> [Record excerpts]:
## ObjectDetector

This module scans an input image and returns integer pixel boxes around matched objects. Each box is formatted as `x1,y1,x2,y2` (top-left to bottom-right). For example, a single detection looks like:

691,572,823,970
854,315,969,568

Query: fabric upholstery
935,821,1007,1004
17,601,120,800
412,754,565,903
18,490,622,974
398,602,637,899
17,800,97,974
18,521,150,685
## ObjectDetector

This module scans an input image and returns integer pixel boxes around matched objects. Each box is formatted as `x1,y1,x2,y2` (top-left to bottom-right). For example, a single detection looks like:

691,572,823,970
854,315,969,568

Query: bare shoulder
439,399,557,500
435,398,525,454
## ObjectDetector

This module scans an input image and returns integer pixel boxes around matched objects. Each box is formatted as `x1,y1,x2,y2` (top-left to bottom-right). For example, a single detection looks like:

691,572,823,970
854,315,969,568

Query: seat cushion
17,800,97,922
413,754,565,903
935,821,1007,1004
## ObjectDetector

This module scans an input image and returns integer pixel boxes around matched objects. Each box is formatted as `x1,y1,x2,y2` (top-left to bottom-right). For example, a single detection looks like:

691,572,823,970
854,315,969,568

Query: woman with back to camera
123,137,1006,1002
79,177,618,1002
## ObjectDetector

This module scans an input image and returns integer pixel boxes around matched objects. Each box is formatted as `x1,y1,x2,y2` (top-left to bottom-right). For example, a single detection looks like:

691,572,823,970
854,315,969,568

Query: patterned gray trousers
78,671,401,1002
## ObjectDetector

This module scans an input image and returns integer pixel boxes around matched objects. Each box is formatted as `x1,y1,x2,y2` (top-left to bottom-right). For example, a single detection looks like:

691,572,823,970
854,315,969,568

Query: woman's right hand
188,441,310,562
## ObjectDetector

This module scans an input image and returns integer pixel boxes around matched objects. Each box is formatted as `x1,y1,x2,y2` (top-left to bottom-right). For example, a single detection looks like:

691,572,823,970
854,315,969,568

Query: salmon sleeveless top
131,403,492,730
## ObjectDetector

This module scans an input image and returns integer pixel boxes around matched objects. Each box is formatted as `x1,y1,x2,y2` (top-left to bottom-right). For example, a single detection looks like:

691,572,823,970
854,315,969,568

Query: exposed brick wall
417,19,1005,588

> [Task brief]: Write the material out exactly, with nothing left out.

> [The completed task]:
## ObjectDetector

This module scans an input image and returns integer pixel boxes around matched objects. Each box is formatted as `x1,y1,x2,y2` (top-left to bottom-right). For example, a single detection looks like:

691,572,823,970
854,315,969,568

Query: fabric upholstery
935,821,1007,1004
17,601,120,800
412,754,565,903
18,490,622,974
398,602,637,899
17,800,97,974
18,521,150,685
## ObjectDetector

This module scans an input image and returns integer pixel boxes around matched objects. Each box is formatted as `x1,y1,x2,y2` (top-left to bottom-right). For example, a single detection looks like:

691,572,823,970
854,315,969,568

Query: bare shoulder
439,399,557,500
435,398,525,454
## ObjectDetector

This module scans an input image and returns integer pixel boxes around matched objects. Each box is formatted as `x1,y1,x2,y2` (top-left to bottom-right). For example, a single detection looks like:

691,572,823,970
854,315,969,568

Query: seat cushion
17,800,97,922
413,754,565,903
935,821,1007,1004
## ObjectDetector

This module scans an input image and returns integer pixel boxes around matched objects. Each box is formatted as `x1,y1,x2,y2` (top-left to bottom-right). For example, a single detection looks like:

691,572,823,970
854,315,969,568

Query: woman with back to camera
123,137,1006,1002
79,177,618,1002
## ObjectDetector

This module scans an input image and returns integer pixel boxes around matched objects. Each box is formatted as `x1,y1,x2,y2` (top-left to bottom-right). For example, a single detection looks like:

691,572,823,970
854,315,969,568

Query: patterned gray trousers
78,671,401,1002
## ObjectDetector

This module scans an input image and returns integer pixel boxes around matched objects. Each box is formatted as `x1,y1,x2,y2` (top-left to bottom-right). For example, a single detection looks like:

691,572,823,970
854,315,969,568

Query: woman's right hand
188,441,310,562
## ObjectDetector

This module scans an input image and returns integer pixel boxes around matched objects. Each box is formatted as `x1,y1,x2,y2` (top-left to bottom-right). For example, a single detection looks like:

691,572,823,970
854,315,969,568

Query: salmon sleeveless top
131,403,492,730
## ObjectDetector

This module scans an input image and returns integer pixel boxes around matched objects. Each box is formatted as `x1,y1,x2,y2` (top-left to bottom-right). For example, a single detection looks like:

691,572,823,970
854,315,969,568

Query: exposed brick wall
417,19,1005,588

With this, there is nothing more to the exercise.